EXERCISE MATERIALS -
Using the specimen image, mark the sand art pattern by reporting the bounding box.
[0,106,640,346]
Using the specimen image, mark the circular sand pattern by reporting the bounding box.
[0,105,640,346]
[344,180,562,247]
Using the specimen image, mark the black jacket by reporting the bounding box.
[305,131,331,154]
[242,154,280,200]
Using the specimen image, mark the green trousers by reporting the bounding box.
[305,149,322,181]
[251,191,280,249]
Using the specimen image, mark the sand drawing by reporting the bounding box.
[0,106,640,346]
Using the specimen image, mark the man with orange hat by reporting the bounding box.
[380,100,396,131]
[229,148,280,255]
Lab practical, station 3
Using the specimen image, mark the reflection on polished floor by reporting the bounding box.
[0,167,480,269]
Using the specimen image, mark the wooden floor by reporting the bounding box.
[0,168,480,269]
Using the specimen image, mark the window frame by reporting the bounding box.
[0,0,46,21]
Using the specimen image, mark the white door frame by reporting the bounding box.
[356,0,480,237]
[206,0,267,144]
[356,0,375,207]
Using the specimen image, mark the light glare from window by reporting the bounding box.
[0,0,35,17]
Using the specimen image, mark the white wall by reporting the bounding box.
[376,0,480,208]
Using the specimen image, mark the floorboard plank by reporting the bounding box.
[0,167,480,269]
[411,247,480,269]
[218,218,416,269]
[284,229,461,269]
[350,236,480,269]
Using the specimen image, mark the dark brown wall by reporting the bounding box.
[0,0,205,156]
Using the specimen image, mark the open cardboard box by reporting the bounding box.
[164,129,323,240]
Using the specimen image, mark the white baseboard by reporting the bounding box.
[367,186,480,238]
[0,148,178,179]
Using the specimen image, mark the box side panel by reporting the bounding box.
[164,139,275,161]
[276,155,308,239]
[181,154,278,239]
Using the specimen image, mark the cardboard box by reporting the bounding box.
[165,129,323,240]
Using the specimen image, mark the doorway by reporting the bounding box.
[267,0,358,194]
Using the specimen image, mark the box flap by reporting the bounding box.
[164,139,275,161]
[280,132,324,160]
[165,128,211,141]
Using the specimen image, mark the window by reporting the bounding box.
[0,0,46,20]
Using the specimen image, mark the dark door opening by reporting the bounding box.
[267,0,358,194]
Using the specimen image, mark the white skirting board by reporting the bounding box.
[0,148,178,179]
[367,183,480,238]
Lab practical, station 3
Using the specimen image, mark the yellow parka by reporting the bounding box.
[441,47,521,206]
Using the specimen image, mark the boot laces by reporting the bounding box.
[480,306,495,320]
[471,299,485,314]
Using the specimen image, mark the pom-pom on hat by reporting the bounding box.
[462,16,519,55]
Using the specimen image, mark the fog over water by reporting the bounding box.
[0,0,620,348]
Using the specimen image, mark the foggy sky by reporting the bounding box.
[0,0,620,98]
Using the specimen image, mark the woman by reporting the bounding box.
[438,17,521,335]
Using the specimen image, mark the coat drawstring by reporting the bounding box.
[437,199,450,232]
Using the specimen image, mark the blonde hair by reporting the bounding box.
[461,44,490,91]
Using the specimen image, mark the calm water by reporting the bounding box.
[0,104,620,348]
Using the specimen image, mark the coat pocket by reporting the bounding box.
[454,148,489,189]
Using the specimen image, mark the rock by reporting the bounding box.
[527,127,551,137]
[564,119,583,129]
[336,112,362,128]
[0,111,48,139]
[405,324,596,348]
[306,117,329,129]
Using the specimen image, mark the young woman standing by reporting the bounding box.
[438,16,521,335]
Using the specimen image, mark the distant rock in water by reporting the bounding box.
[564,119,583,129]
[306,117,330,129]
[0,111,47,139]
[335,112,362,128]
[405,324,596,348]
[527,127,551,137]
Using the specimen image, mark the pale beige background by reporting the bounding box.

PROBLEM DETAILS - Rewrite all of the records above, putting "source image" wherever "specimen image" occurs and leaving everything else as it is.

RESPONSE BELOW -
Using the source image, mark the sand art pattern by reporting the bounding box.
[0,106,640,346]
Using the source image, mark the circular sand pattern by reporting the bounding box.
[0,105,640,346]
[344,180,562,247]
Using the source image, mark the black jacket by reporting the bounding box.
[305,131,331,154]
[242,154,280,200]
Using the source image, mark the green trousers by reporting the bounding box.
[305,149,322,181]
[251,191,280,249]
Using the source image, mark the sand drawing by reporting the bounding box.
[0,106,640,346]
Using the source image, mark the man with orange hat by reporting the bounding box.
[380,100,396,131]
[229,148,280,255]
Lab practical, station 3
Using the source image, mark the reflection on polished floor by reporting the bounding box.
[0,167,480,269]
Using the source image, mark the wooden floor by reporting the bounding box.
[0,168,480,269]
Using the source image, mark the window frame by reporting the bounding box.
[0,0,46,21]
Using the source image, mark the white door frame by reporting the bounding box.
[356,0,480,237]
[206,0,267,144]
[356,0,375,207]
Using the source image, mark the light glare from window by reporting the bounding box.
[0,0,35,17]
Using the source image, mark the white wall by reporting the bounding box.
[376,0,480,208]
Using the source image, mark the floorboard plank by reporting the bounding box.
[0,167,480,269]
[411,247,480,269]
[218,218,416,269]
[284,229,461,269]
[350,236,480,269]
Using the source image, mark the dark brown wall by reporting the bounding box.
[0,0,205,156]
Using the source image, mark the open cardboard box by reporting the bounding box.
[164,129,323,240]
Using the source image, mark the white baseboard by reporting the bounding box.
[367,186,480,238]
[0,148,178,179]
Using the source image, mark the box side panel by reporting the bounding box.
[164,139,275,161]
[276,155,308,239]
[181,154,278,239]
Using the source image, mark the cardboard box by reporting the bounding box.
[165,129,323,240]
Using the source image, mark the doorway by reporting the bounding box.
[267,0,358,194]
Using the source image, mark the box flap by reporting the bounding box.
[164,139,275,161]
[280,132,324,160]
[165,128,211,141]
Using the source image, mark the window by reporting the bounding box.
[0,0,46,20]
Using the source image, mark the dark door opening by reporting the bounding box.
[267,0,358,194]
Using the source image, mark the white skirting board by reporting the bounding box.
[0,148,178,179]
[367,183,480,238]
Lab practical, station 3
Using the source image, mark the yellow parka by reporting the bounding box.
[441,47,521,206]
Using the source image, mark the boot laces by reporting the bounding box.
[480,306,495,320]
[471,299,485,314]
Using the source image, mark the pom-pom on hat by reporting the bounding box.
[462,16,519,55]
Using the source image, mark the fog over water by reporting the bounding box.
[0,0,620,348]
Using the source image, mark the foggy sky by reporting the bounding box.
[0,0,620,98]
Using the source image, mark the woman by reporting the bounding box.
[438,17,521,335]
Using the source image, mark the coat drawstring by reporting the bounding box.
[437,199,450,232]
Using the source image, mark the blonde hair by reporting the bounding box.
[461,44,490,91]
Using the source image, mark the calm water by reporting the bounding box.
[0,104,620,348]
Using the source image, mark the coat pocket by reporting the bounding box.
[454,148,489,189]
Using the source image, mark the rock by reporting the bounding box.
[527,127,551,137]
[564,119,583,129]
[336,112,362,128]
[0,111,48,139]
[405,324,596,348]
[306,117,329,129]
Using the source image, mark the young woman standing by reporting the bounding box.
[438,16,521,335]
Using the source image, mark the distant rock in water by reporting the bounding box.
[564,119,583,129]
[306,117,330,129]
[0,111,47,139]
[335,112,362,128]
[405,324,596,348]
[527,127,551,137]
Using the source image, mark the pale beige background by reporting the bounding box.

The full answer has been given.